Challenge
Reproduce all of the data exactly.

:: Entries provided ::

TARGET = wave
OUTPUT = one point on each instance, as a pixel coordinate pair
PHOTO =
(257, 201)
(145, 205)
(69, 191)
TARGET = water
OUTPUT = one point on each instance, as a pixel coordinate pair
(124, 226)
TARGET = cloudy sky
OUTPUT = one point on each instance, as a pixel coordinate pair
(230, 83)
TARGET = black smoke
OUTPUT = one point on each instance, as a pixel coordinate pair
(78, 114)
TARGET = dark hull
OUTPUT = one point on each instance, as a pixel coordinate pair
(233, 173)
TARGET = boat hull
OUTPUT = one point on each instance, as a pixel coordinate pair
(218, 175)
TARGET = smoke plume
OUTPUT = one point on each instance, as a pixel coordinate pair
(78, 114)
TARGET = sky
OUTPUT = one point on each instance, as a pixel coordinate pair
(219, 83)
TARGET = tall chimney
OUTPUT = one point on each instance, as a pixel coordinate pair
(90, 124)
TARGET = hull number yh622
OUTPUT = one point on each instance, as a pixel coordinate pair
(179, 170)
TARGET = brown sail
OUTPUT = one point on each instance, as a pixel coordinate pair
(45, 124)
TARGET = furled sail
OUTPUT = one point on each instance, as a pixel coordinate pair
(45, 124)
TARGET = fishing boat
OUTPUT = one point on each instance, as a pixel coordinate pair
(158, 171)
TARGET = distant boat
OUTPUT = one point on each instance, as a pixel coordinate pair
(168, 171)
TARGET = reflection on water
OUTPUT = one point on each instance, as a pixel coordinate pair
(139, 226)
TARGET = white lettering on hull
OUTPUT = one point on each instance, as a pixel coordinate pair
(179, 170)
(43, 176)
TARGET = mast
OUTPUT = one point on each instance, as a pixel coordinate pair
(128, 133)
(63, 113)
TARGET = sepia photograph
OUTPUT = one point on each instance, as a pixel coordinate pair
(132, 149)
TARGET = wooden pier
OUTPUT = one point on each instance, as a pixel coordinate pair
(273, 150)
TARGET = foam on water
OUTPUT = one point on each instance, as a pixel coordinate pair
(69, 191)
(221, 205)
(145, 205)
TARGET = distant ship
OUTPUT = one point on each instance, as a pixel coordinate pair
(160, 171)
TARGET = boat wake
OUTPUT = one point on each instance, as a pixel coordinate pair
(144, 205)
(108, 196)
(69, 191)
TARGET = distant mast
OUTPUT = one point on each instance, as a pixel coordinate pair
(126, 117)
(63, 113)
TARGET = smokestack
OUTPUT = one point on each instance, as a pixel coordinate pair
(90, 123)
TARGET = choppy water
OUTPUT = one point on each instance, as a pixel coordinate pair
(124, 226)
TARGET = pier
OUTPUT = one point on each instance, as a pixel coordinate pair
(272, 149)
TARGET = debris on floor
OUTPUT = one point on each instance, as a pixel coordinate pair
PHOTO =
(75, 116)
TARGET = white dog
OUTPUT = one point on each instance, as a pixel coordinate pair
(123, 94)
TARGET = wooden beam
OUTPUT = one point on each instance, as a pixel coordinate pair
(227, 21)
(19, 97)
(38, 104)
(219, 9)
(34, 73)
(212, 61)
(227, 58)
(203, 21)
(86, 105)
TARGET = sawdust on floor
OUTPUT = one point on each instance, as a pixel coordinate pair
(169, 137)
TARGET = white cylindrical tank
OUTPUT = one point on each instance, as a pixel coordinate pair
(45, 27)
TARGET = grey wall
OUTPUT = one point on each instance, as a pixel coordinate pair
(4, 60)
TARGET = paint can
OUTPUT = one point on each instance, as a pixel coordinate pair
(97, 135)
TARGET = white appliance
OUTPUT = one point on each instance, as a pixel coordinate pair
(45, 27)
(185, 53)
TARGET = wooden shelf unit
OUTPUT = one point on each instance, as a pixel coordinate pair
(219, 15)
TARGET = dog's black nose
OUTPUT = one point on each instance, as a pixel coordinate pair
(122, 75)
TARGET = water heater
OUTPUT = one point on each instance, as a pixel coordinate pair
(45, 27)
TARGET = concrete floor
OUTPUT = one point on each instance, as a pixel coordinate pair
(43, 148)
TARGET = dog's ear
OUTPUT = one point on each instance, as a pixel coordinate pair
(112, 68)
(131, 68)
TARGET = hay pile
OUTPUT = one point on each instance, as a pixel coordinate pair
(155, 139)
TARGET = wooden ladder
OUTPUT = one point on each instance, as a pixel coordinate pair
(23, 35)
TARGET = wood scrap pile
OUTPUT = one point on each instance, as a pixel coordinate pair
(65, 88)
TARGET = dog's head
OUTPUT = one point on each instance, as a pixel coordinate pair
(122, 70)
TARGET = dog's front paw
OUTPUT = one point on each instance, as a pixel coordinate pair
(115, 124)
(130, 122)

:::

Solution to this task
TARGET = wave
OUTPUT = one point on each instance, as a pixel coordinate pair
PHOTO =
(257, 201)
(145, 205)
(69, 191)
TARGET = water
OUTPUT = one point on each instance, as a pixel coordinate pair
(124, 226)
TARGET = cloudy sky
OUTPUT = one point on each instance, as a pixel coordinate pair
(230, 83)
TARGET = black smoke
OUTPUT = one point on each instance, as a pixel coordinate pair
(78, 114)
TARGET = dark hull
OUTPUT = one point on each instance, as a pixel coordinate pair
(233, 173)
TARGET = boat hull
OUTPUT = one point on each instance, as a pixel coordinate pair
(218, 175)
TARGET = smoke plume
OUTPUT = one point on each instance, as a pixel coordinate pair
(78, 114)
TARGET = sky
OUTPUT = one point on each instance, as a pixel coordinate pair
(219, 83)
TARGET = tall chimney
OUTPUT = one point on each instance, as a pixel coordinate pair
(90, 124)
TARGET = hull number yh622
OUTPUT = one point on each instance, as a pixel coordinate pair
(179, 170)
TARGET = brown sail
OUTPUT = one point on each instance, as a pixel coordinate pair
(45, 124)
TARGET = furled sail
OUTPUT = one point on each instance, as a pixel coordinate pair
(45, 124)
TARGET = fishing boat
OUTPUT = one point on each instance, as a pixel coordinate pair
(158, 171)
TARGET = distant boat
OUTPUT = one point on each instance, as a pixel coordinate pair
(168, 171)
TARGET = reflection on water
OUTPUT = one point on each instance, as a pixel coordinate pair
(139, 226)
TARGET = white lettering on hull
OUTPUT = one point on each instance, as a pixel coordinate pair
(179, 170)
(43, 176)
TARGET = mast
OUTPUT = one point on each instance, as a pixel coordinate pair
(128, 133)
(63, 113)
TARGET = sepia photograph
OUTPUT = one point on each instance, as a pixel coordinate pair
(132, 149)
TARGET = wooden pier
OUTPUT = one point on each instance, as a pixel coordinate pair
(273, 150)
TARGET = foam on water
OUTPUT = one point on each instance, as a pixel coordinate pair
(69, 191)
(221, 205)
(145, 205)
TARGET = distant ship
OUTPUT = one point on each instance, as a pixel coordinate pair
(160, 171)
TARGET = boat wake
OUTPUT = one point on each instance, as a pixel coordinate pair
(144, 205)
(108, 196)
(69, 191)
TARGET = distant mast
OUTPUT = one point on each instance, as a pixel coordinate pair
(126, 117)
(63, 113)
TARGET = smokestack
OUTPUT = one point on each instance, as a pixel coordinate pair
(90, 123)
TARGET = choppy water
OUTPUT = one point on each instance, as a pixel coordinate pair
(124, 226)
TARGET = pier
OUTPUT = one point on each instance, as a pixel coordinate pair
(272, 149)
TARGET = debris on floor
OUTPUT = one point on each instance, as a pixel coordinate pair
PHOTO =
(75, 116)
TARGET = white dog
OUTPUT = one point on each instance, as a pixel coordinate pair
(123, 94)
TARGET = wooden beam
OUTPUT = one point on each instance, as a pixel coordinate pair
(227, 21)
(19, 97)
(38, 104)
(219, 9)
(34, 73)
(212, 61)
(227, 58)
(203, 21)
(86, 105)
TARGET = sawdust on floor
OUTPUT = one point on each instance, as a pixel coordinate pair
(169, 137)
TARGET = white cylindrical tank
OUTPUT = one point on each instance, as a pixel coordinate pair
(45, 27)
TARGET = grey wall
OUTPUT = one point on each instance, as a pixel coordinate pair
(4, 60)
TARGET = paint can
OUTPUT = one point on each instance, as a pixel coordinate pair
(97, 135)
TARGET = white appliance
OUTPUT = one point on each instance, as a pixel coordinate pair
(45, 27)
(185, 53)
TARGET = wooden shelf unit
OUTPUT = one point on each instance, as a pixel coordinate pair
(219, 15)
TARGET = dog's black nose
OUTPUT = one point on each instance, as a pixel coordinate pair
(122, 75)
TARGET = water heater
OUTPUT = one point on each instance, as a pixel coordinate pair
(45, 27)
TARGET = concrete floor
OUTPUT = one point on each instance, as a pixel coordinate pair
(43, 148)
TARGET = dog's ear
OUTPUT = one point on each instance, as a pixel coordinate pair
(112, 68)
(131, 68)
TARGET = hay pile
OUTPUT = one point on each instance, as a pixel coordinate pair
(155, 139)
TARGET = wooden ladder
OUTPUT = one point on each instance, as a pixel coordinate pair
(23, 35)
TARGET = wood scrap pile
OUTPUT = one point on each instance, as a pixel coordinate pair
(65, 88)
TARGET = dog's head
OUTPUT = one point on each instance, as a pixel coordinate pair
(122, 70)
TARGET = dog's front paw
OUTPUT = one point on each instance, as a pixel coordinate pair
(115, 124)
(130, 122)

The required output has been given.